Your task: Can you copy everything from "When I brought the" down to "a legal matter." word for word from the car repair complaint?

Provided passage:
———

Next Morning - I discovered quite a few issues here.

 

1. Issue persist when cold - not shifting until the car is warm, I would manually shift to 1-2 and it would shift but when I shifted to 3rd it would over rev so I took the car back and told them to work on it- during the whole month of back n forth they said they took the car to the transmission shop and they said mechanically the trans is fine..( I don't believe this) as there is something wrong and saw no paper work. He kept saying it was the shift linkage, I said that was false, cuz it shifted fine before when I brought it to him.

 

2. also, During Cold start up I kept getting a popping noise in the exhaust it would happen once in a while.. then would go away when warm. Tech said it was the "valves"

 

3. Also, The brakes are rock hard I didn't notice this when cruising but when I speed up and tried stopping I felt I was riding on manual drums. The brakes wouldn't grab like they use to, I almost shat myself. I also looked at my brake fluid and noticed my Master Cylinder rubber gasket is slightly swollen and herd a slight whistle or wheezing when I put my foot on the brake pedal really hard.

 

When I brought the car back I told the tech my concerns, The Tech Didn't like what Im saying this to him, and he says he feels the brakes are fine.. and transmission is fine and he wasn't going to put in free work until more money involved. he said I had to adjust to these new "settings" I said no, and that's b.s, told them they ripped me off and I would be calling BAR on him and taking this into a legal matter.

 

While in the Heat of the argument, he tells me that it could possibly be a bad brake booster or due to the porting of the heads and Manifold Vacuum is lower and it could possibly be why my trans is not shifting and brakes are rock hard. he said to get a Vacuum Canister for the brakes to compensate...at this point i was pist.

———

Information provided:
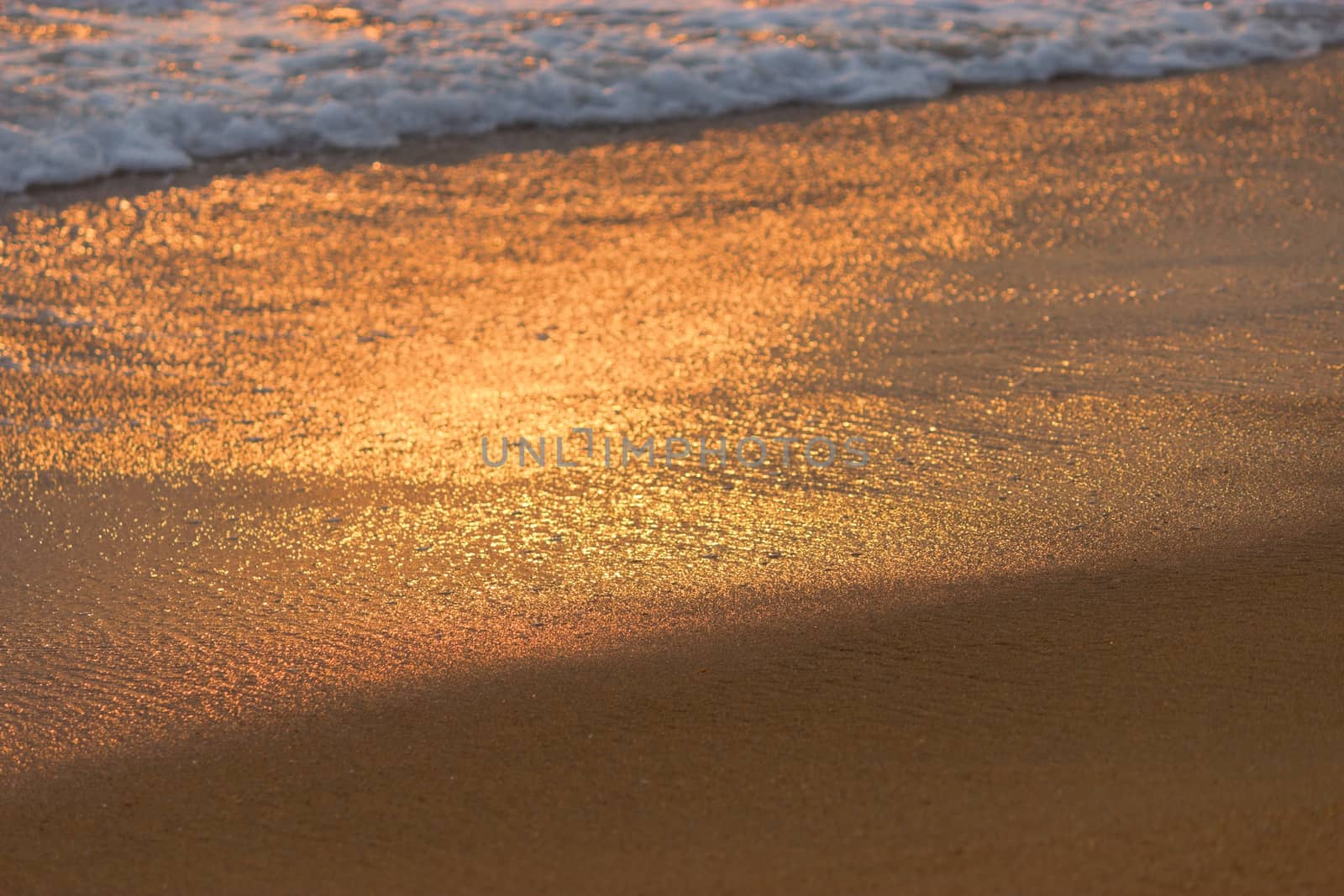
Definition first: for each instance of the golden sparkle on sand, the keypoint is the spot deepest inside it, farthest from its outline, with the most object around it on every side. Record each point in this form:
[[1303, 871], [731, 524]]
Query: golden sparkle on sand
[[241, 412]]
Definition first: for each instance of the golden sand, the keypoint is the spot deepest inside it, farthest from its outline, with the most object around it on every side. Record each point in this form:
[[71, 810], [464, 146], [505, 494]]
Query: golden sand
[[1075, 620]]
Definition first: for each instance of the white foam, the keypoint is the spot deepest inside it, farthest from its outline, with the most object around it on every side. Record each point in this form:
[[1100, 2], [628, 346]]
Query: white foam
[[94, 86]]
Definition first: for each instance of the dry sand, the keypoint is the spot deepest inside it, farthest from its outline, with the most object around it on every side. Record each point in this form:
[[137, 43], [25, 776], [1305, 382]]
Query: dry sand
[[270, 626]]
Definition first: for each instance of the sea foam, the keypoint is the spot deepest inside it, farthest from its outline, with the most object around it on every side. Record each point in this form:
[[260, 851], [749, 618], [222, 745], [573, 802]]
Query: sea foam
[[89, 87]]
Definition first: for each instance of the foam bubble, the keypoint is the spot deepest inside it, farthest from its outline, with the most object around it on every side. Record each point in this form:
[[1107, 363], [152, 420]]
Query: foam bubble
[[89, 87]]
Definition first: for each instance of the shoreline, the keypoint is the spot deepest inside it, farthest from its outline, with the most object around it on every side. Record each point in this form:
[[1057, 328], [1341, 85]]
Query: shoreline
[[270, 625], [449, 149]]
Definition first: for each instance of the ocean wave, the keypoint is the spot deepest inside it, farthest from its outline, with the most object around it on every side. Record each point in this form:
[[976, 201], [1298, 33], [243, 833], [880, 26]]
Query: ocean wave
[[91, 87]]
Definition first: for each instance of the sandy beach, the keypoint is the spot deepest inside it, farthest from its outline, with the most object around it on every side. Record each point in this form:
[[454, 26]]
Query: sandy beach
[[269, 622]]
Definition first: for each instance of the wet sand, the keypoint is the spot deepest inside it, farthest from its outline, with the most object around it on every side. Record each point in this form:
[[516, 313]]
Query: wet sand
[[269, 624]]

———

Worked answer:
When I brought the car back I told the tech my concerns, The Tech Didn't like what Im saying this to him, and he says he feels the brakes are fine.. and transmission is fine and he wasn't going to put in free work until more money involved. he said I had to adjust to these new "settings" I said no, and that's b.s, told them they ripped me off and I would be calling BAR on him and taking this into a legal matter.